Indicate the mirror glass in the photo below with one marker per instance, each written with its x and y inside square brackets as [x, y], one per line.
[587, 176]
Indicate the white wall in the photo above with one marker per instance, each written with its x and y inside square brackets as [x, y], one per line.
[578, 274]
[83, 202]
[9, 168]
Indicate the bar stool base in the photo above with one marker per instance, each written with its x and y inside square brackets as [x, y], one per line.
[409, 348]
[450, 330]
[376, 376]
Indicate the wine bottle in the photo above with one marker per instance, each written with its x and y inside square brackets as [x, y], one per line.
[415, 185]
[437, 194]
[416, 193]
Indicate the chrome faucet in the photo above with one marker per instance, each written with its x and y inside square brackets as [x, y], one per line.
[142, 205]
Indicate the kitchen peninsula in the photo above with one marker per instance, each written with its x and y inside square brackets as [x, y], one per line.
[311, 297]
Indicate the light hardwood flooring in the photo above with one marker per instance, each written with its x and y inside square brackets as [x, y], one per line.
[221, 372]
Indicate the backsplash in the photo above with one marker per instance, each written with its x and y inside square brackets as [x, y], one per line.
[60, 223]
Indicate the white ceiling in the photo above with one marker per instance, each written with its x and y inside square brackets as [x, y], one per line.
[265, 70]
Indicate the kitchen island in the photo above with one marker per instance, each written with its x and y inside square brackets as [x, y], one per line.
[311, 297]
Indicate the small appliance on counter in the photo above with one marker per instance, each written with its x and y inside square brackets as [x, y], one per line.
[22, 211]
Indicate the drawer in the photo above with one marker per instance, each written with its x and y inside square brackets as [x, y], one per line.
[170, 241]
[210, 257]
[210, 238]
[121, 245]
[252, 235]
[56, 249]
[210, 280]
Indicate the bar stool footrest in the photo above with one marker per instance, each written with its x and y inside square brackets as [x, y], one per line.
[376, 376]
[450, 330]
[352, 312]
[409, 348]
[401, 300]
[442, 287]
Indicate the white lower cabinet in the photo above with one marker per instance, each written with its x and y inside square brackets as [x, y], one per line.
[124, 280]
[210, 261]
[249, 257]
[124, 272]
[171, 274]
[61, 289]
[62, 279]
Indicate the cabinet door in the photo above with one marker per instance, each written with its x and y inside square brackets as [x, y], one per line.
....................
Work to be completed: Quote only the lines from the one containing "Indicate the kitchen peninsula" through the final line of the records, with both ends included.

Full output:
Indicate the kitchen peninsula in the photo above with one marker per instance, each written with its x and y inside square brackets as [x, y], one per line.
[311, 297]
Indicate the light hardwood flooring in the photo above with one marker per instance, each written with its x and y inside square brackets as [x, y], one per line.
[221, 372]
Indicate the backsplash in the photo above with one marker per instance, each written with its x and y inside square brackets as [x, y], one per line.
[60, 223]
Indicate the white ceiling in the photo above with one marker per instance, each written with its x and y inside square brackets as [x, y], one per line.
[265, 70]
Indicate the kitchen island in the photo above with one marker per instance, each written with its x and y inside square brackets as [x, y], one per line.
[311, 297]
Indicate the small appliance on counter in the photo above with one marker per instance, each written with its x and y inside square brackets as [x, y], one per line.
[22, 211]
Indicate the drawer in the photo above with one marker per instance, each written with its x and y inside square brackets as [x, y], one per line.
[170, 241]
[210, 257]
[210, 238]
[121, 245]
[252, 235]
[56, 249]
[210, 280]
Indicate the bar stool footrest in the photo above with one marker per instance, each written with its x and y inside square brackets as [x, y], one per line.
[376, 376]
[450, 330]
[352, 312]
[409, 348]
[401, 300]
[442, 287]
Indicate the white lower cabinet in the photo above with one marker per instance, each written with its x and y inside square brackets as [x, y], one per line.
[124, 280]
[210, 261]
[249, 257]
[124, 272]
[171, 274]
[61, 289]
[62, 279]
Indicate the cabinet door in the photo above with one marker per instance, each written with its x and y inside square brackets as [x, y], one per line.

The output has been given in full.